Text extract:
On the other hand, assuming that our original matrix ${\displaystyle A}$ is invertible, this matrix ${\displaystyle X_{1}}$ has columns ${\displaystyle A^{-1}b,A^{-1}v_{2},\ldots ,A^{-1}v_{n}}$, where ${\displaystyle v_{k}}$ is the ${\displaystyle k}$ th column of the matrix ${\displaystyle A}$. Recall that the matrix ${\displaystyle A_{1}}$ has columns ${\displaystyle b,v_{2},\ldots ,v_{n}}$. Hence we have ${\displaystyle x_{1}=\det(X_{1})=\det(A^{-1})\det(A_{1})={\frac {\det(A_{1})}{\det(A)}}}$, as wanted. The proof for other ${\displaystyle x_{j}}$ is similar.

The input:
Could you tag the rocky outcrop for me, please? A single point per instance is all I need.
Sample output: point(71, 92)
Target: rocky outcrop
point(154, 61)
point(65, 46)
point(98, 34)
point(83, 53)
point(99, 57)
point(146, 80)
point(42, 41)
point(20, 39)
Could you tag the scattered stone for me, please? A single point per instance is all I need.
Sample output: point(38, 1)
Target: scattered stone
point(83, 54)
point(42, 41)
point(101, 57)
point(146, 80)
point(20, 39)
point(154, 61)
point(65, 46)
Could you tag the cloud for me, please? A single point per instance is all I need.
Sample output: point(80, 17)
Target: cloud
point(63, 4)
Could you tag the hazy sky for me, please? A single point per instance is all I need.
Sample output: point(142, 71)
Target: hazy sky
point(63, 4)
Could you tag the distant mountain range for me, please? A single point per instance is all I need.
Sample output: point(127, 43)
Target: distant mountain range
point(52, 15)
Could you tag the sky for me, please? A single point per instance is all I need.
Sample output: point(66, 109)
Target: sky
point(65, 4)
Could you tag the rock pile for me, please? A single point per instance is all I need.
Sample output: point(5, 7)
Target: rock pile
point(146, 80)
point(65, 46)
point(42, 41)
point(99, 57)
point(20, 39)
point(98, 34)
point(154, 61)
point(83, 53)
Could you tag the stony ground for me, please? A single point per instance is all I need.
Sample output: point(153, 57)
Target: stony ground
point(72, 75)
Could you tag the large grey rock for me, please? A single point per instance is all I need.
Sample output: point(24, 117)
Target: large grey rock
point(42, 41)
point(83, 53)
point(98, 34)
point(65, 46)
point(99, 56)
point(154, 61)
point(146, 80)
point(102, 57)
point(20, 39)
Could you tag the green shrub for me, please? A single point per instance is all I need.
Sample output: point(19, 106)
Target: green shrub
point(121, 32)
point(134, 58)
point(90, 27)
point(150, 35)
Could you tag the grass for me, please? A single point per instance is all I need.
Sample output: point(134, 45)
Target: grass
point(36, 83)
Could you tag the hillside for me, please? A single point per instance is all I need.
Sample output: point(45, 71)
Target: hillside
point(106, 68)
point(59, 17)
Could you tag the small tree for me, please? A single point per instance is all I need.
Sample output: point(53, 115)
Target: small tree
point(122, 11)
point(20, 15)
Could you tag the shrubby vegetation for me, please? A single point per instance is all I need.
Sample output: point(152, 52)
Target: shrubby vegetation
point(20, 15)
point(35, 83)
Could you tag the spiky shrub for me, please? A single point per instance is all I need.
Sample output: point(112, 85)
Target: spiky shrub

Problem set:
1 - In the matrix proof text, what is assumed about the original matrix A?
2 - Count how many lines of the records contain the word "spiky", and reply with the number only.
The text and the records have no connection and were taken from separate sources.

Solutions below:
1 - That it is invertible.

2 - 2